[EXTRACT PROVIDED]
★ ★ ★ ★ ★

27. An apparatus according to claims 10, 17, or 22 wherein, after
repetitive operations are stopped, a driving motor for a movable
member is deenergized.
Description
BACKGROUND OF THE INVENTION
1. Field of the Invention
This invention relates to a printing or copying apparatus having a
control system which is effective to the processing required for
printing or copying.
2. Description of the Prior Art
In a copying apparatus having, for example, a drum-shaped image
formation member, continuous copying could heretofore be
accomplished by rotating the drum and at the same time, using drum
signals to continuously repeat the processes such as formation of a
latent image on the image formation member, development of the
latent image and transfer of the developed image. Therefore, in
continuous copying, it has been required that the devices necessary
for an earlier process be already started to operate before a
subsequent process is begun. However, the presence of a device such
as paper feed roller which is to be started later has made it
unavoidable to secure some interval between a process and a
subsequent process and accordingly, the formation of a first latent
image could not immediately be followed by the start of the
formation of a second latent image. This has led to limitations in
increasing the copying speed and in addition, a disadvantage that
the shape of the drum cannot efficiently be determined.
Further, many of the conventional copying machines have been such
that when a number of copies are to be produced from the same image
original, the original is illuminated and scanned to form an
electrostatic latent image on a photosensitive medium each time,
but this has made it mechanically difficult to reduce the time
required for the optical scanning system to return to its original
position after the illumination and scanning and therefore,
enhancement of the copying speed has been limited. Furthermore,
continuous production of multiple copies has required the
photosensitive medium to be repetitively used and this has led to
great fatigue or wear and accordingly, shorter life, of the
photosensitive medium.

★ ★ ★ ★ ★

[DATA FOR THE TASK]
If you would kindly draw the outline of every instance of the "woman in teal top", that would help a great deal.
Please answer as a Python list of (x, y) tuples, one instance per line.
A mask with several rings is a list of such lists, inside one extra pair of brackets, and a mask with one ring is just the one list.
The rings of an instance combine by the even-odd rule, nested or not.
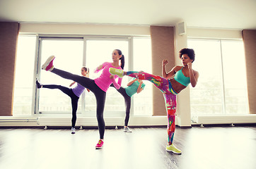
[[(114, 87), (114, 85), (110, 85)], [(131, 97), (134, 94), (140, 93), (145, 87), (145, 84), (143, 83), (141, 80), (133, 78), (130, 82), (127, 83), (127, 87), (124, 88), (120, 87), (119, 89), (117, 89), (122, 96), (124, 98), (125, 103), (125, 119), (124, 132), (132, 132), (131, 130), (128, 127), (128, 122), (130, 115), (131, 109)]]
[(168, 143), (166, 146), (166, 151), (175, 154), (181, 154), (181, 151), (177, 149), (173, 144), (174, 132), (175, 129), (175, 114), (176, 114), (176, 95), (191, 83), (194, 87), (197, 85), (199, 73), (192, 68), (194, 61), (194, 51), (192, 49), (185, 48), (180, 51), (179, 56), (182, 63), (182, 66), (175, 66), (170, 72), (166, 73), (165, 65), (168, 63), (167, 60), (162, 62), (162, 76), (156, 76), (144, 72), (122, 72), (120, 70), (110, 68), (112, 75), (117, 75), (120, 77), (128, 75), (146, 80), (151, 82), (163, 94), (165, 101), (165, 108), (168, 123)]

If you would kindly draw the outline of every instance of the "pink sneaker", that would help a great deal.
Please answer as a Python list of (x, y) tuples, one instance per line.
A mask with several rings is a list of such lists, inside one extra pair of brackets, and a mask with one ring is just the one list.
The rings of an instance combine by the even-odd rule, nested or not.
[(100, 149), (103, 148), (103, 143), (104, 143), (103, 140), (100, 139), (99, 142), (98, 142), (98, 144), (95, 146), (96, 149)]
[(54, 60), (54, 56), (50, 56), (45, 64), (42, 65), (42, 69), (45, 70), (46, 71), (52, 71), (54, 68), (53, 60)]

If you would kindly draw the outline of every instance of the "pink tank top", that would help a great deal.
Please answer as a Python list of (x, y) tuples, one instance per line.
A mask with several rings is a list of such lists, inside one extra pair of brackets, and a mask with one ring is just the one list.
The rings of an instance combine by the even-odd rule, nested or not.
[[(112, 83), (113, 83), (114, 86), (116, 86), (118, 84), (117, 86), (119, 86), (119, 87), (120, 87), (122, 83), (122, 78), (119, 78), (117, 75), (115, 75), (115, 79), (118, 77), (117, 84), (115, 80), (112, 80), (110, 78), (110, 76), (111, 75), (109, 72), (110, 68), (122, 69), (120, 66), (119, 66), (118, 68), (115, 68), (112, 65), (112, 63), (105, 62), (103, 64), (103, 73), (101, 73), (100, 77), (94, 80), (95, 84), (105, 92), (107, 92), (108, 88)], [(99, 70), (96, 70), (95, 73), (98, 72)]]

★ ★ ★ ★ ★

[PROBLEMS TO WORK ON]
1. Please copy out the rows from their first line through the line that contains "115), (131, 109)]]", leaving the pictures out.
2. Extend the passage on the printing or copying apparatus from its last sentence.

[RESULTS]
1.
If you would kindly draw the outline of every instance of the "woman in teal top", that would help a great deal.
Please answer as a Python list of (x, y) tuples, one instance per line.
A mask with several rings is a list of such lists, inside one extra pair of brackets, and a mask with one ring is just the one list.
The rings of an instance combine by the even-odd rule, nested or not.
[[(114, 87), (114, 85), (110, 85)], [(131, 97), (134, 94), (140, 93), (145, 87), (145, 84), (143, 83), (141, 80), (133, 78), (130, 82), (127, 83), (127, 87), (124, 88), (120, 87), (119, 89), (117, 89), (122, 96), (124, 98), (125, 103), (125, 119), (124, 132), (132, 132), (131, 130), (128, 127), (128, 122), (130, 115), (131, 109)]]

2.
Heretofore, setting and counting of the number of copies to be
produced and display of the set value or the counted value have
been done by a selector using a ratchet-gear combination or by a
mechanical selector using rotary switches or thumb wheel switches
for respective display digits.
However, the purely mechanical selector is not suited for
high-speed copying and the selector using rotary switches or the
like has been liable to cause malfunctioning resulting from
unsatisfactory engagement between the mechanical contacts thereof
and moreover, where a number of digit places are to be set, a
correspondingly great number of rotary switches have been required
and this has led to great cumbersomeness involved in the setting of
the number of copies.
Also, in the conventional copying machines, paper jam occurring
within the machine has been indicated by a lamp or the like
provided on the panel of the machine and such display has been done
independently of other displays (display of the number of copies
and the like). Thus, on the panel, various display devices must be
discretely provided such as the display device for displaying the
number of copies, the display device exclusively for display of jam
and other display devices and this involves great complication of
the panel structure and the necessity of correspondingly numerous
mechanisms and circuits for driving the individual display devices.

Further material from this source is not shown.